** Start of Document section **

The Department of Education offers a variety of student loan repayment plans that assist student loan borrowers with their unique financial situation. These repayment plans originated from the passing of the Health Care and Education Reconciliation Act of 2010.
As part of the act, the Department of Education now offers a variety of student loan repayment plans that assist student loan borrowers with their unique financial situation.
The Pay As You Earn Plan (PAYE) is a repayment plan that falls under Income Driven Repayment Plans.
The Pay As You Earn definition specifically can help student loan borrowers get a more affordable monthly loan payment based on
2) Family Size
The passing of the PAYE Plan helped lower the cap of some student loan bills from 15% to 10% of the borrower’s discretionary income.
That means you’re only required to pay at most 10% of your discretionary income.
Student loan borrowers entering the Pay As You Earn student loan program will have access to the following benefits:
- A student loan payment that is based off of their income and the size of their family
- A student loan payment that will never exceed 10% of the loan borrowers discretionary income
- The possibility of having a student loan payment of $0.00
- The borrower doesn’t have to pay any interest not covered by the borrower’s monthly payments for the first three years in the repayment plan
- The possibility of having the remainder of their student loan balance forgiven after 20 years of consecutive payments
What types of loans are eligible for the Pay As You Earn Plan?
Student loan borrowers that have loans made under the Direct Loan Program or the FFEL Program are eligible for the Pay As You Earn Plan.
Loans eligible for the Pay As You Earn Plan include:
- Direct Subsidized Loans
- Direct Unsubsidized Loans
- Direct PLUS Loans made to graduate or professional students
- Direct Consolidation Loans that don’t include repaying Plus loans made to parents
- Subsidized Federal Stafford Loans (made under the FFEL Program)
- Unsubsidized Federal Stafford Loans (made under the FFEL program)
- FFEL PLUS Loans for graduate and professional students
- FFEL Consolidation Loans that didn’t repay any PLUS loans made to parents
- Federal Perkins Loans (*if they are consolidated)
Who is the PAYE for?

** End of Document section **

> **Aim**
Answer these questions from the Pay As You Earn text above:
1. Which act of Congress gave rise to these repayment plans?
2. After how many years of consecutive payments could the remaining loan balance be forgiven?
3. Loans made under which two programs are eligible for the plan?

** Start of Listing **

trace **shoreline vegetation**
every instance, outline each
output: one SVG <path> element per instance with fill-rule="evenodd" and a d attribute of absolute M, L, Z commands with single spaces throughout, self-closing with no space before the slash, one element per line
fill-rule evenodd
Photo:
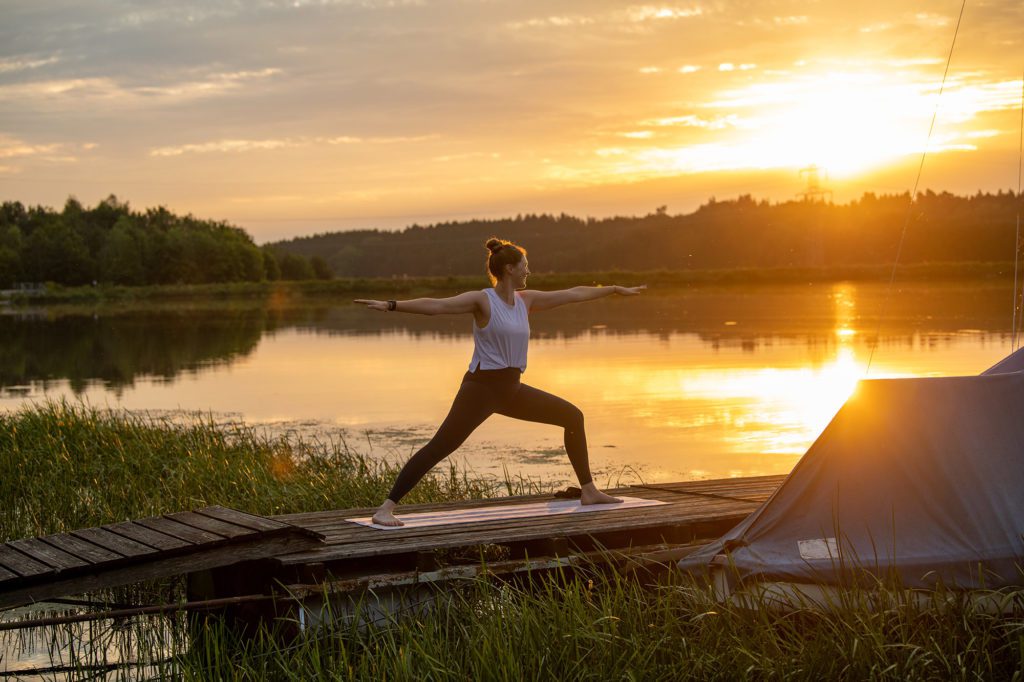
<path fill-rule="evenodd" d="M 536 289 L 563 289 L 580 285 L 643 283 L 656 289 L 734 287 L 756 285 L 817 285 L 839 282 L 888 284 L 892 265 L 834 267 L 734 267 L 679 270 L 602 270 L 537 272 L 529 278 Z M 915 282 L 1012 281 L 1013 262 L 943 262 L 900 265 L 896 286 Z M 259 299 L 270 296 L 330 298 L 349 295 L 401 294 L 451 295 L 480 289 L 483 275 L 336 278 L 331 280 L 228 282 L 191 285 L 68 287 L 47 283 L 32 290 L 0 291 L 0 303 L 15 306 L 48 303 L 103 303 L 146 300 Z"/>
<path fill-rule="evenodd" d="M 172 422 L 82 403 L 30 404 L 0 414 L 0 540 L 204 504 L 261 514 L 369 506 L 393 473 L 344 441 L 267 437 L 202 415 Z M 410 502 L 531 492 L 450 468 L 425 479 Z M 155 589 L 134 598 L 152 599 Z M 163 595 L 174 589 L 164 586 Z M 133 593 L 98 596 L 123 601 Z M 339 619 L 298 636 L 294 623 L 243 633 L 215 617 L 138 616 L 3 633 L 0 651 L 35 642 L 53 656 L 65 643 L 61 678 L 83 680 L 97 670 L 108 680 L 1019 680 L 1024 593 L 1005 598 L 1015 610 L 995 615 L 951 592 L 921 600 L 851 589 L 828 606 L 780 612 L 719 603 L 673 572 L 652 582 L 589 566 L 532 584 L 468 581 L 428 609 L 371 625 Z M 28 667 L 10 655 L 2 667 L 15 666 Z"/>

** End of Listing **
** Start of Listing **

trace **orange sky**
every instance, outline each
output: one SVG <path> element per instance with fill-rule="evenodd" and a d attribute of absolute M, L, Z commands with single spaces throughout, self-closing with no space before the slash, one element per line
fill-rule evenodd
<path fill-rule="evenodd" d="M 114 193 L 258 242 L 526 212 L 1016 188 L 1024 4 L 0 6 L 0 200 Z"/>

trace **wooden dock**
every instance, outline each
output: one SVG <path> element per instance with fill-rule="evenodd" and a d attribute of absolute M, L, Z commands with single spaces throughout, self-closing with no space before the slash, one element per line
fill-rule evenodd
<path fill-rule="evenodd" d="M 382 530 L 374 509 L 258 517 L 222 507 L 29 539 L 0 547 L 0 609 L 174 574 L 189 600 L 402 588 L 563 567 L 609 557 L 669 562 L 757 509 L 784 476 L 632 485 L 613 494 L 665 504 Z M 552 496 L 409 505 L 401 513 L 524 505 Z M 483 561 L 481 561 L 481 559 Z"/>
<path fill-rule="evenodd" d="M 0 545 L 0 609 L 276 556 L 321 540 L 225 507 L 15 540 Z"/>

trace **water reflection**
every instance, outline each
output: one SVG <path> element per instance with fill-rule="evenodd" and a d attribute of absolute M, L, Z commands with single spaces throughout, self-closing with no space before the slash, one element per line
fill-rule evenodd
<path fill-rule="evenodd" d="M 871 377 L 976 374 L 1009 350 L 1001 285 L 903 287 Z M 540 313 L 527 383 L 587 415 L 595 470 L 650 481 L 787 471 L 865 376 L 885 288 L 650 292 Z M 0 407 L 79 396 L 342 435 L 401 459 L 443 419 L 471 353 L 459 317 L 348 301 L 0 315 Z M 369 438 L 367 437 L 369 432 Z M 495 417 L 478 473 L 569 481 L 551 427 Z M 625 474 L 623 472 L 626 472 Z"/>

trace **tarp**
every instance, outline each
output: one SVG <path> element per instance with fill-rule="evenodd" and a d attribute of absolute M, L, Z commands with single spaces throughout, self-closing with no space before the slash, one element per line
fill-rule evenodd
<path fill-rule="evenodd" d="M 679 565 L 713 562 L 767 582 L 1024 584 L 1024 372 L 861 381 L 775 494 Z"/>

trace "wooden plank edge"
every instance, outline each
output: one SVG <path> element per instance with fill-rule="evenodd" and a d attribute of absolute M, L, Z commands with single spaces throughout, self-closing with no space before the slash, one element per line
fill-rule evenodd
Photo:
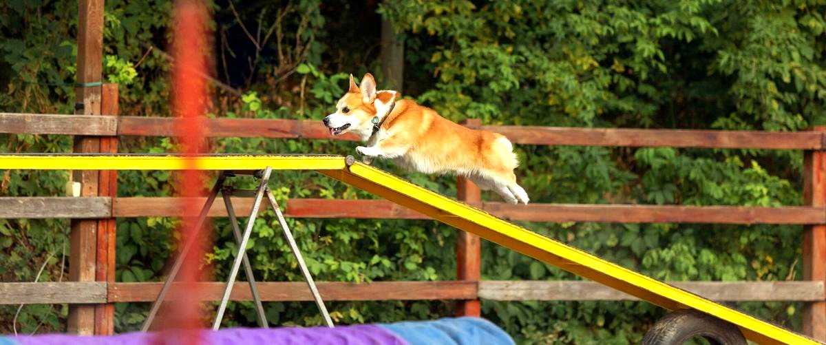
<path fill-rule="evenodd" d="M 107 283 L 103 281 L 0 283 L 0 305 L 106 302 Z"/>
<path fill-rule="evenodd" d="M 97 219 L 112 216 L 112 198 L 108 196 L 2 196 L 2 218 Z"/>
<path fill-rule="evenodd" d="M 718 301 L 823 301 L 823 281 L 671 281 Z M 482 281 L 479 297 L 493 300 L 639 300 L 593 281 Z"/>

** End of Listing **

> **Reply**
1. The Health Care and Education Reconciliation Act of 2010
2. 20 years
3. The Direct Loan Program and the FFEL Program